▶ **Kutipan teks**:
_ _ _

Masih hangat di memori kita ucapan Ketua Komisi Pemberantasan Korupsi (KPK) Agus Rahardjo yang mengajak agar para pejabat publik mengakhiri perilaku yang korup. Dan akhir pekan lalu, kita dikejutkan dengan ditangkapnya Ketua Dewan Perwakilan Daerah (DPD) Irman Gusman dengan sangkaan menerima suap.
Ironisnya, penangkapan terhadap Irman hanya berselang dua hari dari peringatan Hari Demokrasi Internasional yang ditetapkan Perserikatan Bangsa-Bangsa (PBB), 15 September. Peringatan Hari Demokrasi Internasional menjadi momentum untuk menilai proses dan hasil demokrasi yang telah berjalan selama ini di Indonesia.
Operasi tangkap tangan tersebut menambah daftar panjang pejabat publik yang diduga melakukan penyalahgunaan wewenang, khususnya mereka yang duduk di lembaga-lembaga pengawal demokrasi seperti Dewan Perwakilan Rakyat dan DPD.
Setidaknya ada 119 anggota DPR dan DPRD, beberapa menteri, 15 orang gubernur, dan 50 bupati/wali kota yang berurusan dengan KPK. Irman Gusman adalah pimpinan lembaga tinggi negara kedua yang dicokok KPK, setelah Ketua Mahkamah Konstitusi Akil Mochtar.
Kejadian yang menimpa Irman cukup luar biasa dan menarik atensi publik secara luas karena menyangkut seorang ketua lembaga tinggi negara yang sangat dihormati dan selama ini cukup dikenal dengan komitmennya untuk memberantas korupsi
Tragedi tersebut telah menciderai DPD sebagai salah satu lembaga pengawal demokrasi yang dilahirkan pada 1 Oktober 2004. Selama ini, anggota DPD dinilai bersih dibandingkan dengan kakak kandungnya (DPR) yang anggotanya banyak terjerat kasus korupsi.
Dengan kejadian tersebut, citra DPD pasti tercoreng, meski belum tentu tindakan Irman terkait dengan posisi dan kapasitasnya sebagai Ketua DPD. Akan tetapi, hal itu diduga kuat karena pengaruh yang melekat pada dirinya dan posisinya sebagai pimpinan lembaga tinggi negara.
Pada gilirannya, hal ini berakibat pada semakin sulitnya memulihkan kepercayaan publik lantaran sangat banyak pejabat yang dipilih secara langsung oleh rakyat melalui pemilihan umum di tingkat pusat dan daerah terjerat kasus korupsi.

_ _ _

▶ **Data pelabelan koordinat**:
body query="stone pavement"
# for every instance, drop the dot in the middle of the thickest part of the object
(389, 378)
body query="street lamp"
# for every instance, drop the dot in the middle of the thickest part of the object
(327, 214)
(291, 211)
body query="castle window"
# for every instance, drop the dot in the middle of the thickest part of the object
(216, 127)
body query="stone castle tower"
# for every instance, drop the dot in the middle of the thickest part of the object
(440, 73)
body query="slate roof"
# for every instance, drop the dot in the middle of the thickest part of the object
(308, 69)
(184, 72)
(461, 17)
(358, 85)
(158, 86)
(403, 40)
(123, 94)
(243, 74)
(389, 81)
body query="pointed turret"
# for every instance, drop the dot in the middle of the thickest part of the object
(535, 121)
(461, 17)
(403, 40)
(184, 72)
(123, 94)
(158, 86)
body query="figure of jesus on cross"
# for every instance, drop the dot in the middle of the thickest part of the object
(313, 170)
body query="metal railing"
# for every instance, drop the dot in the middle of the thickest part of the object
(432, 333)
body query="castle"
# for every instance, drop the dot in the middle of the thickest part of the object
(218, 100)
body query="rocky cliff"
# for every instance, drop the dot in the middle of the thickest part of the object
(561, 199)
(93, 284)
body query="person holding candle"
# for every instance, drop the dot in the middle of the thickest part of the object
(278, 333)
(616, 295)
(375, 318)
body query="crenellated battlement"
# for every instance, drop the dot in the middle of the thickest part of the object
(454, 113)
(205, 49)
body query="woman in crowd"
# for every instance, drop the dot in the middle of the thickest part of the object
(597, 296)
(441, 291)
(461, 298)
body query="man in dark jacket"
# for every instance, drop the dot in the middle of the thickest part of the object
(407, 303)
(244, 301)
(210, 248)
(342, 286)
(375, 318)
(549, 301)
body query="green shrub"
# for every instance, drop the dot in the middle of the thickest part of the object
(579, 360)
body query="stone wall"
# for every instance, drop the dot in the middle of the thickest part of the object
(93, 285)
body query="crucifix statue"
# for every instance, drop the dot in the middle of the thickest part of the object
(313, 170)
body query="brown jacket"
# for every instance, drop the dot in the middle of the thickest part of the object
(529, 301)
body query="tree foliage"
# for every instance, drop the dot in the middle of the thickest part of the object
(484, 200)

_ _ _

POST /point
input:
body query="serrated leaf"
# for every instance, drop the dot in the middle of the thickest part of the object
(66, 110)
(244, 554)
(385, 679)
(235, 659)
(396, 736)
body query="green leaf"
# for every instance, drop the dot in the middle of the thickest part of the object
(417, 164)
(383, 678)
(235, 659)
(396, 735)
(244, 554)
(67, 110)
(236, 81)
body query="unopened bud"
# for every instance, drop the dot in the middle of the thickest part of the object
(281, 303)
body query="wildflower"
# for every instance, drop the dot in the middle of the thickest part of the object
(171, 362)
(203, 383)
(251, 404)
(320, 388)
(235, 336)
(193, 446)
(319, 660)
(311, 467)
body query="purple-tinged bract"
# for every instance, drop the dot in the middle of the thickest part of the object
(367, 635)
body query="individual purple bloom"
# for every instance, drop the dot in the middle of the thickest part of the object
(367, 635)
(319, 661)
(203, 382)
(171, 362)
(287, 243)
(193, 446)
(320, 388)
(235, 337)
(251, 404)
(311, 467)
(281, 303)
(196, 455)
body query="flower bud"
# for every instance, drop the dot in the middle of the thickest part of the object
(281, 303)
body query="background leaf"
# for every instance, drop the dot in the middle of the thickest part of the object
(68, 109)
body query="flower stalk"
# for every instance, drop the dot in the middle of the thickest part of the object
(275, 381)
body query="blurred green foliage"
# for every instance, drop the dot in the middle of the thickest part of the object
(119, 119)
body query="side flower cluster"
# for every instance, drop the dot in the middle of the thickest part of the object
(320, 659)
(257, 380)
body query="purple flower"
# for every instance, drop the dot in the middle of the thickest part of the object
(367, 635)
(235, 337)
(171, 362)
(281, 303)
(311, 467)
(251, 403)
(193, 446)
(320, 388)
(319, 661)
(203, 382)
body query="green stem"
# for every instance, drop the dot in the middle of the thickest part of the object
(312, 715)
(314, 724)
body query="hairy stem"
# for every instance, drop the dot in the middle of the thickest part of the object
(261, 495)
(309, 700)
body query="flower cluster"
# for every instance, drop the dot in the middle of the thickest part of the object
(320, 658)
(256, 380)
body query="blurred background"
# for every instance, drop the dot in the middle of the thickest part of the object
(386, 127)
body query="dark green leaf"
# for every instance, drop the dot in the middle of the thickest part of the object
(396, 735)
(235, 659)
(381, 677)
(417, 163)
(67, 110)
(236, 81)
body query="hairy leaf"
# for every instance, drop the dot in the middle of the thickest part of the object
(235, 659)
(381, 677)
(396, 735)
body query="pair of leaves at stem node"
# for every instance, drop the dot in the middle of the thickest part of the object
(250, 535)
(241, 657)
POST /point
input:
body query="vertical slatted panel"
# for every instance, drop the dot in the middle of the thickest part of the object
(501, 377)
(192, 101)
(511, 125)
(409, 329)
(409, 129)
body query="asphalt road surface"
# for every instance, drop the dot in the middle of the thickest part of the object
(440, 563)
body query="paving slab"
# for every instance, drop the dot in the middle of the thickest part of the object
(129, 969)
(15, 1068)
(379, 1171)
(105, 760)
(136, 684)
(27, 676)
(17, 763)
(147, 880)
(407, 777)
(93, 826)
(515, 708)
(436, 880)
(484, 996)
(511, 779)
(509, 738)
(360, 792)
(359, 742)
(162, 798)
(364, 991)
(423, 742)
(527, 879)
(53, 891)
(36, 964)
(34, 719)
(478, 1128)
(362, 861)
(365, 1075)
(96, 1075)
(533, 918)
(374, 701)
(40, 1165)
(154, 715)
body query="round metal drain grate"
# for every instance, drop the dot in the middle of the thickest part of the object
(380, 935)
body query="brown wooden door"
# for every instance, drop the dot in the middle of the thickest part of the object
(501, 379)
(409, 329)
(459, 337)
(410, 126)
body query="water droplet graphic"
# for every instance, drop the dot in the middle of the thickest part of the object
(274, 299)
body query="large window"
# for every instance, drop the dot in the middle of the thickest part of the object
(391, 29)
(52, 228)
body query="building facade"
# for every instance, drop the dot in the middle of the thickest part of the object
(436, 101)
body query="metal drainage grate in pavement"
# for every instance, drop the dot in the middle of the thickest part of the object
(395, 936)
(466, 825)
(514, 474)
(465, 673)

_ _ _

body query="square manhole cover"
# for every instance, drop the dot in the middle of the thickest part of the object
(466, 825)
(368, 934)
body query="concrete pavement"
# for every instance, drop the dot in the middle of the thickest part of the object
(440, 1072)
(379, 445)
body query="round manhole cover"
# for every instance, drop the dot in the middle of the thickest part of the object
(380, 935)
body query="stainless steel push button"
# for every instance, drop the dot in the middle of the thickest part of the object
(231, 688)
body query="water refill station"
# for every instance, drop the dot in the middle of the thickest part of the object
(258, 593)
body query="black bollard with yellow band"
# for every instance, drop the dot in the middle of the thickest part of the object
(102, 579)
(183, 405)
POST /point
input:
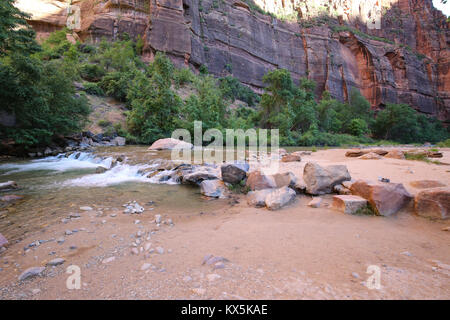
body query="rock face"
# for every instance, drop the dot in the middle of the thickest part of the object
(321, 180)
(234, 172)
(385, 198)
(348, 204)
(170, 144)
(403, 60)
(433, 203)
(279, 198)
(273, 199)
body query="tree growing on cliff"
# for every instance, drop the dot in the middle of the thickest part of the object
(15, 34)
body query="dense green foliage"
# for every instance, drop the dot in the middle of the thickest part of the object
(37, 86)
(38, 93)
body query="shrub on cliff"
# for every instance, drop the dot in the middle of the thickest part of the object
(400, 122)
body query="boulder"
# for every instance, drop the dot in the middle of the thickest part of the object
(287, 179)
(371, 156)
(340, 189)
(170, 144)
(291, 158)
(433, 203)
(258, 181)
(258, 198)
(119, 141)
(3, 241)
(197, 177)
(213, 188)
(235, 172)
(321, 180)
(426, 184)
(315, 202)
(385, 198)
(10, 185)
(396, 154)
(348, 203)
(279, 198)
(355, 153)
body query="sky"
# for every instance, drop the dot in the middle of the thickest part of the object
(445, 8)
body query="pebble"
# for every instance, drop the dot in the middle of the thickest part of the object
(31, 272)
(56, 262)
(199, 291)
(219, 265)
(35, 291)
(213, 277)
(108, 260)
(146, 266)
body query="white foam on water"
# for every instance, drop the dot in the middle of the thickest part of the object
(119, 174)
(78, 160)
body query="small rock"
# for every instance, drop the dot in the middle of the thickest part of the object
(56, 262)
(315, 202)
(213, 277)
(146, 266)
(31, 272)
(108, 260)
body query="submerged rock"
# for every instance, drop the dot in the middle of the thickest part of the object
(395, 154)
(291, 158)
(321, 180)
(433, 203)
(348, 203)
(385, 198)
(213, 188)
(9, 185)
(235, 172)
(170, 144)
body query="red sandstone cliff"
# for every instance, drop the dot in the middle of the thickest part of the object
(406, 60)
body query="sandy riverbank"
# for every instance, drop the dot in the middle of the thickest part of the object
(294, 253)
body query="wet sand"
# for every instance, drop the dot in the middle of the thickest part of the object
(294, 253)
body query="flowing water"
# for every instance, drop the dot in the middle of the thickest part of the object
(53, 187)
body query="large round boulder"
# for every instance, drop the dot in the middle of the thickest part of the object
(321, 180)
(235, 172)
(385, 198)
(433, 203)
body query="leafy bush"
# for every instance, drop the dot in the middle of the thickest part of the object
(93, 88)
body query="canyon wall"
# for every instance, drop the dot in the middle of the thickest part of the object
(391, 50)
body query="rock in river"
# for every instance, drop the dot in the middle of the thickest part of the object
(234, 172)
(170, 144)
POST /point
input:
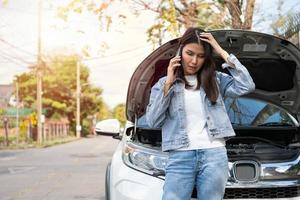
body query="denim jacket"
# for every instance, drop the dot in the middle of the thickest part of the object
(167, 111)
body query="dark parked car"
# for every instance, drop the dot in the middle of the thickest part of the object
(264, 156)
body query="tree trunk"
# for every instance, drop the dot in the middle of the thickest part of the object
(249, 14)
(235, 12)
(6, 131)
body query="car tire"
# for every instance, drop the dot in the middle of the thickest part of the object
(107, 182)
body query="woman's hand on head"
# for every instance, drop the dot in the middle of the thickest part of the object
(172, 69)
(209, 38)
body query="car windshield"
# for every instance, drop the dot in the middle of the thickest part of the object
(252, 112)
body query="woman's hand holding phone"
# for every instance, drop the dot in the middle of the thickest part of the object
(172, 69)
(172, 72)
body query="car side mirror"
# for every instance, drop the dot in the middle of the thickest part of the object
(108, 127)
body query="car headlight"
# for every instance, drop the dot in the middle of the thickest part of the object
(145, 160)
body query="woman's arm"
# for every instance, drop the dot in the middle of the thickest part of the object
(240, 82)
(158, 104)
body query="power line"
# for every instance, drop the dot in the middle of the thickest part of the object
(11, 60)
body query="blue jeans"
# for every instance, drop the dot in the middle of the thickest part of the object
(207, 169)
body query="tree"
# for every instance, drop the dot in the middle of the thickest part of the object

_ _ _

Salinlah tanpa perubahan bagian teks tentang penangkapan Ketua DPD, yaitu bentangan dari "Setidaknya ada 119" sampai dengan "banyak terjerat kasus korupsi.".

Setidaknya ada 119 anggota DPR dan DPRD, beberapa menteri, 15 orang gubernur, dan 50 bupati/wali kota yang berurusan dengan KPK. Irman Gusman adalah pimpinan lembaga tinggi negara kedua yang dicokok KPK, setelah Ketua Mahkamah Konstitusi Akil Mochtar.
Kejadian yang menimpa Irman cukup luar biasa dan menarik atensi publik secara luas karena menyangkut seorang ketua lembaga tinggi negara yang sangat dihormati dan selama ini cukup dikenal dengan komitmennya untuk memberantas korupsi
Tragedi tersebut telah menciderai DPD sebagai salah satu lembaga pengawal demokrasi yang dilahirkan pada 1 Oktober 2004. Selama ini, anggota DPD dinilai bersih dibandingkan dengan kakak kandungnya (DPR) yang anggotanya banyak terjerat kasus korupsi.